THE EXERCISE
Exactly the lines from the one containing "Exercise. Mark the bridge cable" through the final line of the listing are to be retyped, and nothing more.

THE INPUT
------------------------
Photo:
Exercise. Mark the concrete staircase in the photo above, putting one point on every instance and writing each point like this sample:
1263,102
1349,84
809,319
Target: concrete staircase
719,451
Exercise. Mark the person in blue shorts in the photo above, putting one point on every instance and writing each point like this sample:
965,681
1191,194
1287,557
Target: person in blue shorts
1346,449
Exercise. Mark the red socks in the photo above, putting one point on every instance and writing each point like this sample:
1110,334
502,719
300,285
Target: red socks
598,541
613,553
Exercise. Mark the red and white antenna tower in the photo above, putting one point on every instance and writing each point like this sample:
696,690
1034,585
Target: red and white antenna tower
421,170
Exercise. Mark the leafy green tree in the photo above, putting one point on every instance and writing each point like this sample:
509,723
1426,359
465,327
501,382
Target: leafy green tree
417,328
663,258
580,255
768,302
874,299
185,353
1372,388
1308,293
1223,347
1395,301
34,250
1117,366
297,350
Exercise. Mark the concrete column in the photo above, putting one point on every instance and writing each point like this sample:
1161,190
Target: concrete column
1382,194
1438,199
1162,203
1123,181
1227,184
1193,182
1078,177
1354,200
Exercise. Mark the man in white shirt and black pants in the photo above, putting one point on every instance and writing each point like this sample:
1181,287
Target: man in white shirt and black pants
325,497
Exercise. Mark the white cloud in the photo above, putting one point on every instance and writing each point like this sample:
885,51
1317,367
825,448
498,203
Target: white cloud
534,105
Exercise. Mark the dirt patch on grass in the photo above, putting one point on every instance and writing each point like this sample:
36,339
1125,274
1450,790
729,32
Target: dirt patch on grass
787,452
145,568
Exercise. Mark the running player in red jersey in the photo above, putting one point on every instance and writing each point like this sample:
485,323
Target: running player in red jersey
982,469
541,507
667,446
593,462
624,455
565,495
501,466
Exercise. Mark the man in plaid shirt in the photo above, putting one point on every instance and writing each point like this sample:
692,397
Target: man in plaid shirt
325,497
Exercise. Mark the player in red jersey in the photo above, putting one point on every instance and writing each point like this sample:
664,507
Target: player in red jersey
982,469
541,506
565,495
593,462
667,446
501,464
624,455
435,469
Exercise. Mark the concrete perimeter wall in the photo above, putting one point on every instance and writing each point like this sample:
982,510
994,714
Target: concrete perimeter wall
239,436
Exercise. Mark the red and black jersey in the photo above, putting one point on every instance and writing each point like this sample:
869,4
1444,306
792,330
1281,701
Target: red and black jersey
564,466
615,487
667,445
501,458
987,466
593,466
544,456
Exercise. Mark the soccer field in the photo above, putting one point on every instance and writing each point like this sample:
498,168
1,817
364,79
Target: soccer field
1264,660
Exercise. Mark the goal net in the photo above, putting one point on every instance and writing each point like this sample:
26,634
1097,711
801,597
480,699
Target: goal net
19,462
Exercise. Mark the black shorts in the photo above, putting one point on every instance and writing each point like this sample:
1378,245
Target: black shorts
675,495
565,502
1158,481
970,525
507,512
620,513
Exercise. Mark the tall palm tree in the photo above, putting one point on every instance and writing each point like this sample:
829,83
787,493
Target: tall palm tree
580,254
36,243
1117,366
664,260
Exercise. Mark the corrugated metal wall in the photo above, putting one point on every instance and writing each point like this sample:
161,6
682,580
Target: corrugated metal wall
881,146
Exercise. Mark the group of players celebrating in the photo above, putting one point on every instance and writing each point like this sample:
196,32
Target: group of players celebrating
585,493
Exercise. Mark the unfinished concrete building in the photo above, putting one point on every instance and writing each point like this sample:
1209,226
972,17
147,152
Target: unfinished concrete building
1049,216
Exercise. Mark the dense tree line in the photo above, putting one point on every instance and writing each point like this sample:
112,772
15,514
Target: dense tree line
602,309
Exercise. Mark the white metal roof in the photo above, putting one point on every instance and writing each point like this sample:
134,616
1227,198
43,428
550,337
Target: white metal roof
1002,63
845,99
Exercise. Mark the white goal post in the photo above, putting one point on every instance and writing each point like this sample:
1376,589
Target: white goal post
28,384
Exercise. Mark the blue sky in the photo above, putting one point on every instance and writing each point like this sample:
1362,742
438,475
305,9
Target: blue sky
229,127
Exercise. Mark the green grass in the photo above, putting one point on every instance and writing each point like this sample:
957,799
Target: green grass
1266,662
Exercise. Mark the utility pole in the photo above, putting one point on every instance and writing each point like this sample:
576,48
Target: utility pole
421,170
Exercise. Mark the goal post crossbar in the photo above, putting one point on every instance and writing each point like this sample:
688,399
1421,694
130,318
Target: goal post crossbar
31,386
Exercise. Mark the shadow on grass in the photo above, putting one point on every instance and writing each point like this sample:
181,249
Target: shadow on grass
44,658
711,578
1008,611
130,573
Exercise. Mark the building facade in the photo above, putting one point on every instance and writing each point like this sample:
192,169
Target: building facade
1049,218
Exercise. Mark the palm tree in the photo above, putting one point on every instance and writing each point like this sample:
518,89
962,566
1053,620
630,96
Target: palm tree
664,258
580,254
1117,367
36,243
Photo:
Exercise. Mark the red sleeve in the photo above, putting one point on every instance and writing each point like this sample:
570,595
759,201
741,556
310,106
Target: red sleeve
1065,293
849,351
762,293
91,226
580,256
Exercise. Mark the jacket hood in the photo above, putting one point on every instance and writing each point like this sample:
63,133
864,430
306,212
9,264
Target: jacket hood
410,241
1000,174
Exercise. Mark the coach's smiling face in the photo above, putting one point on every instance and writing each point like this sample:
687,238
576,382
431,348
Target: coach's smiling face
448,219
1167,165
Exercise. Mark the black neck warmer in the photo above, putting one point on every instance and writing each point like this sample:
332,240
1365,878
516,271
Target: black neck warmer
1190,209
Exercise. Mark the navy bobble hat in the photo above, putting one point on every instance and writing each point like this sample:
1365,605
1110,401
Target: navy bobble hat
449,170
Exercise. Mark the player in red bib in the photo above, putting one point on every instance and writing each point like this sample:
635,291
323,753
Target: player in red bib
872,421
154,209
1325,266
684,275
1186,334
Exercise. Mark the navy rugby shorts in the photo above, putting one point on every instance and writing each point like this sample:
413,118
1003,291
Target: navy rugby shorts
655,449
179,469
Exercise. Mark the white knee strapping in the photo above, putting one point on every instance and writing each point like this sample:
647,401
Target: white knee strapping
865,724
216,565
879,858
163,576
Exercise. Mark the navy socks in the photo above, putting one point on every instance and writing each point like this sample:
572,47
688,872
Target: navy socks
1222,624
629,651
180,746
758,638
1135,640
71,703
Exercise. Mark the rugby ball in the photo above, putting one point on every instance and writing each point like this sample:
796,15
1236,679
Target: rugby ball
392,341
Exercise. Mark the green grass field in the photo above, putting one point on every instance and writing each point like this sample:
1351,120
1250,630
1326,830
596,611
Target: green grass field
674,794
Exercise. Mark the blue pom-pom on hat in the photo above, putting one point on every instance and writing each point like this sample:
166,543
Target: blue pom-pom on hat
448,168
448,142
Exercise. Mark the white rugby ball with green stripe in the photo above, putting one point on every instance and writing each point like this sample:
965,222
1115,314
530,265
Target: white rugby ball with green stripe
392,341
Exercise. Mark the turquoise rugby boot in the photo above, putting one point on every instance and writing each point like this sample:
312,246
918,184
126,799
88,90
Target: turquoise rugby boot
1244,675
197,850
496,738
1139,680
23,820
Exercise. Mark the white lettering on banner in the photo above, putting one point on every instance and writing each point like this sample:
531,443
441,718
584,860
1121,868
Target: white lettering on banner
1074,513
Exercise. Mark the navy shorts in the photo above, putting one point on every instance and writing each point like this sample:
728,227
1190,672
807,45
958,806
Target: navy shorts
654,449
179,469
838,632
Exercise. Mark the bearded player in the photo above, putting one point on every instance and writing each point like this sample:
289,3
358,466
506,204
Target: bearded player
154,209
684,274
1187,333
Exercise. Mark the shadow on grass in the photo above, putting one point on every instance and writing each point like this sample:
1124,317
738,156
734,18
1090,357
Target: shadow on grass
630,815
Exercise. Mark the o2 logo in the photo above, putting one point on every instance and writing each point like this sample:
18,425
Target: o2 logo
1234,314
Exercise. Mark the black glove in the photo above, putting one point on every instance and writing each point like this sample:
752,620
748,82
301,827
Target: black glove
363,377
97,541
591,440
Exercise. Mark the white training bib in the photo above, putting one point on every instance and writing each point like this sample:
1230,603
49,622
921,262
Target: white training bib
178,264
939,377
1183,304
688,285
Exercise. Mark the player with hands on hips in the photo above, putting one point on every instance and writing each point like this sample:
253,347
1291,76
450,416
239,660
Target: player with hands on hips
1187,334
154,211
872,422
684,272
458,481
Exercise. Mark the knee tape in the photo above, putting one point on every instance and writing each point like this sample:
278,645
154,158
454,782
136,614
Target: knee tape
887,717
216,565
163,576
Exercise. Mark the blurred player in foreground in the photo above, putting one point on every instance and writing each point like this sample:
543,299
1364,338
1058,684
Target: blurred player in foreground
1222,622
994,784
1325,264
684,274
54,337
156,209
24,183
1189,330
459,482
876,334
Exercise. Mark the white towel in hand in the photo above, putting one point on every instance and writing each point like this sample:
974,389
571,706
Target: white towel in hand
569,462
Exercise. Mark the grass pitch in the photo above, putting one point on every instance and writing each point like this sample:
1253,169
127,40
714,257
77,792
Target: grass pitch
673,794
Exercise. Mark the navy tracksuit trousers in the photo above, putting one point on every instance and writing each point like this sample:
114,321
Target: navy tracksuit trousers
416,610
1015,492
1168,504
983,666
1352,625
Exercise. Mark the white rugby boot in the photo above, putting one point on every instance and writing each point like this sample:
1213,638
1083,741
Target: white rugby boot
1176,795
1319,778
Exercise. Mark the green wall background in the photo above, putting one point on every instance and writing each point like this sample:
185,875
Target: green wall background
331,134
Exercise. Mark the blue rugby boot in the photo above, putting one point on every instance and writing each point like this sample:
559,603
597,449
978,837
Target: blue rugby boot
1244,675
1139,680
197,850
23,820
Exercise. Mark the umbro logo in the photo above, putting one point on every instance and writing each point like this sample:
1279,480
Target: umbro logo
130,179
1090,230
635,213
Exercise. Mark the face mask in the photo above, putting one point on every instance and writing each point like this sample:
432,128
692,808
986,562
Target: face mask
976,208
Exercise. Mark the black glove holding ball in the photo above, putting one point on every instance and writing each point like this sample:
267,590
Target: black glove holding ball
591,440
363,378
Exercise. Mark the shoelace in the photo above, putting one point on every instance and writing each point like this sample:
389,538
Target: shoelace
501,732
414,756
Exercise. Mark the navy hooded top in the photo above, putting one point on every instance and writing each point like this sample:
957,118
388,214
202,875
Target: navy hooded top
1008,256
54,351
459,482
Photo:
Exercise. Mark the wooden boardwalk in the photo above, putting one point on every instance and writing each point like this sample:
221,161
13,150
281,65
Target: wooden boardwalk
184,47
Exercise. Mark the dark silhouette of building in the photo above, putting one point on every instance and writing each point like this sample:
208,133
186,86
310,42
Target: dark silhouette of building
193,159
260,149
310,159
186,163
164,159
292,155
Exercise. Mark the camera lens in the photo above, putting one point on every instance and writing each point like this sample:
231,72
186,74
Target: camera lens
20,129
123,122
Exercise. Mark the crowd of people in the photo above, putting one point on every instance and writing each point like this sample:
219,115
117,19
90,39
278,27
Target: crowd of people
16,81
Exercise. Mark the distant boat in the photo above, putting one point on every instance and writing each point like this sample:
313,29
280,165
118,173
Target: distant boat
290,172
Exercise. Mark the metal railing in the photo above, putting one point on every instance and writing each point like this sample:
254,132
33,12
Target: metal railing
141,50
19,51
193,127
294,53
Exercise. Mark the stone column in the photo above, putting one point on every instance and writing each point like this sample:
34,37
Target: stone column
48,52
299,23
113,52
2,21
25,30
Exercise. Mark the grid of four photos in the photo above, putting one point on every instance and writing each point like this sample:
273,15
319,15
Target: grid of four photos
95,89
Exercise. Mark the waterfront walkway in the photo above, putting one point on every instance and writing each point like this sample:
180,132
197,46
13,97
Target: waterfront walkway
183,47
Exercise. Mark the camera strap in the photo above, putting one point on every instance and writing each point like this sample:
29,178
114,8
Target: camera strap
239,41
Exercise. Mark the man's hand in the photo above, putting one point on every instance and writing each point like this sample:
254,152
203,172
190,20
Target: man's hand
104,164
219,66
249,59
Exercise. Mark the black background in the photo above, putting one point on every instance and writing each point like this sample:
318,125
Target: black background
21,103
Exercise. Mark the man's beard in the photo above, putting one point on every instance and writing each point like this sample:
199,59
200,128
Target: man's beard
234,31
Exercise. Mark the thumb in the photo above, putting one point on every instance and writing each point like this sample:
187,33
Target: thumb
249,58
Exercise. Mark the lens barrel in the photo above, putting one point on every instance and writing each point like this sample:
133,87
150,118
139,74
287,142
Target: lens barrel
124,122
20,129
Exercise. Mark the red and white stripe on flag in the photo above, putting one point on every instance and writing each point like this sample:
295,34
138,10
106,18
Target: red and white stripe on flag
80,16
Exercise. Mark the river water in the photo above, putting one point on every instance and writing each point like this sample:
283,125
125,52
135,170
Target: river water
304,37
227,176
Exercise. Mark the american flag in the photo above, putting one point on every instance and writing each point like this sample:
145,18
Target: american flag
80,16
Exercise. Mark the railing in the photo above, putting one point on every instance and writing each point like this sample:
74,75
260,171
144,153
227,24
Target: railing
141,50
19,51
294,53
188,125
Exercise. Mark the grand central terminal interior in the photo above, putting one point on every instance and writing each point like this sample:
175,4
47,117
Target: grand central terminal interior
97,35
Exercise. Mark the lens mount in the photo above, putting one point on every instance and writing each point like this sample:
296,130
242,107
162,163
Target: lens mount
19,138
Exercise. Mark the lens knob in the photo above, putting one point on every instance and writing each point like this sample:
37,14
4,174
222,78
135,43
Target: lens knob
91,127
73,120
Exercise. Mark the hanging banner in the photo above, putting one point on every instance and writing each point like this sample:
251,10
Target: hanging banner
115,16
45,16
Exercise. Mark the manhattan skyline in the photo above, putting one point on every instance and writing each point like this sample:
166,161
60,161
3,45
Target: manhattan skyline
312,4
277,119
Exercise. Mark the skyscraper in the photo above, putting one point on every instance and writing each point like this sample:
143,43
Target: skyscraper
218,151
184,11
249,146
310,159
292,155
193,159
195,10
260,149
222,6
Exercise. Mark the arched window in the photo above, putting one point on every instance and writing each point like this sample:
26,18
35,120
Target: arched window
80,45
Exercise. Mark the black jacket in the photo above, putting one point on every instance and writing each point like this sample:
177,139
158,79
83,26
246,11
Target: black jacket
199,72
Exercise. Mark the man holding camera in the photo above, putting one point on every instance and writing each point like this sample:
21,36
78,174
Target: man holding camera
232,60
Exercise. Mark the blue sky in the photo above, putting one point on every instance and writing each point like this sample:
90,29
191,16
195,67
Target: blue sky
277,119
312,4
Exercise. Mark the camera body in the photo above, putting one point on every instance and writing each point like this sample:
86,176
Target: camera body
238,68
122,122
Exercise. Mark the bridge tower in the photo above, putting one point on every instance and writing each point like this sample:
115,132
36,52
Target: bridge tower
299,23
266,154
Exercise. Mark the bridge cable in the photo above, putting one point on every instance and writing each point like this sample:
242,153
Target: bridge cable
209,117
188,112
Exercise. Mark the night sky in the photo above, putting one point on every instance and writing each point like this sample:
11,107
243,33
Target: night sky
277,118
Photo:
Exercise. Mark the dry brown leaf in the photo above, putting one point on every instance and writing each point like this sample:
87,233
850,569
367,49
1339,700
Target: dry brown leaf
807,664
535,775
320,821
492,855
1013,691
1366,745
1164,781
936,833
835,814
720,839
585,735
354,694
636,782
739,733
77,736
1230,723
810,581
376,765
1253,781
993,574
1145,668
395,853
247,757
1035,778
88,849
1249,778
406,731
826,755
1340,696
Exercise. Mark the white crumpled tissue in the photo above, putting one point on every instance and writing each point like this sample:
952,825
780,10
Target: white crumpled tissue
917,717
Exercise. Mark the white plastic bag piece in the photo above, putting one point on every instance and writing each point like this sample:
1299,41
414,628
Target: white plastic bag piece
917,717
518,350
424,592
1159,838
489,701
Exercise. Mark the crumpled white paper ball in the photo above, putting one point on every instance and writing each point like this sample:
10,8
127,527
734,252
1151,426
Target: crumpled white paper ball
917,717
------------------------
TASK OUTPUT
Exercise. Mark the bridge cable in the photo above, putting one point on every instance and writing each point like this sample:
242,153
Target: bridge cable
209,117
188,112
Exercise. Mark the night sky in the photo above, putting one point on every instance and writing each point like this sample:
11,107
243,33
Target: night sky
277,118
Photo:
Exercise. Mark the dry brown leaf in the photo above, putting one point on every instance and writing each point like this sample:
87,233
850,569
367,49
1339,700
Target: dry brown leaf
807,664
535,775
320,821
492,855
1013,691
1366,745
1164,781
936,833
835,814
720,839
585,735
354,694
636,782
739,733
77,736
1230,723
810,581
376,765
1253,781
993,574
1145,668
395,853
247,757
1035,778
88,849
1249,778
406,731
826,755
1340,696
Exercise. Mark the white crumpled tissue in the photo above, putting one point on every instance and writing each point like this sample:
952,825
780,10
Target: white crumpled tissue
917,717
Exercise. Mark the white plastic bag piece in the photo above, putting one point on every instance and writing each point like this sample:
1299,41
414,628
Target: white plastic bag piece
917,717
518,350
424,592
1159,838
489,701
Exercise. Mark the crumpled white paper ball in the photo above, putting one point on every instance and writing each point like this sample:
10,8
127,527
734,252
1151,426
Target: crumpled white paper ball
917,717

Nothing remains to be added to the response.